- _EXERCISE INPUT_:

-----

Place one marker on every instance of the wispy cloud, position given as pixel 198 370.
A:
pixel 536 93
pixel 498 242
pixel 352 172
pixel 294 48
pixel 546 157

-----

- _DESCRIPTION OF THE TASK_:
Extract every line of the material above and reproduce each one word for word.

- _RESULT OF THIS EXERCISE_:
Place one marker on every instance of the wispy cloud, position given as pixel 198 370.
A:
pixel 536 93
pixel 498 242
pixel 352 172
pixel 294 48
pixel 546 157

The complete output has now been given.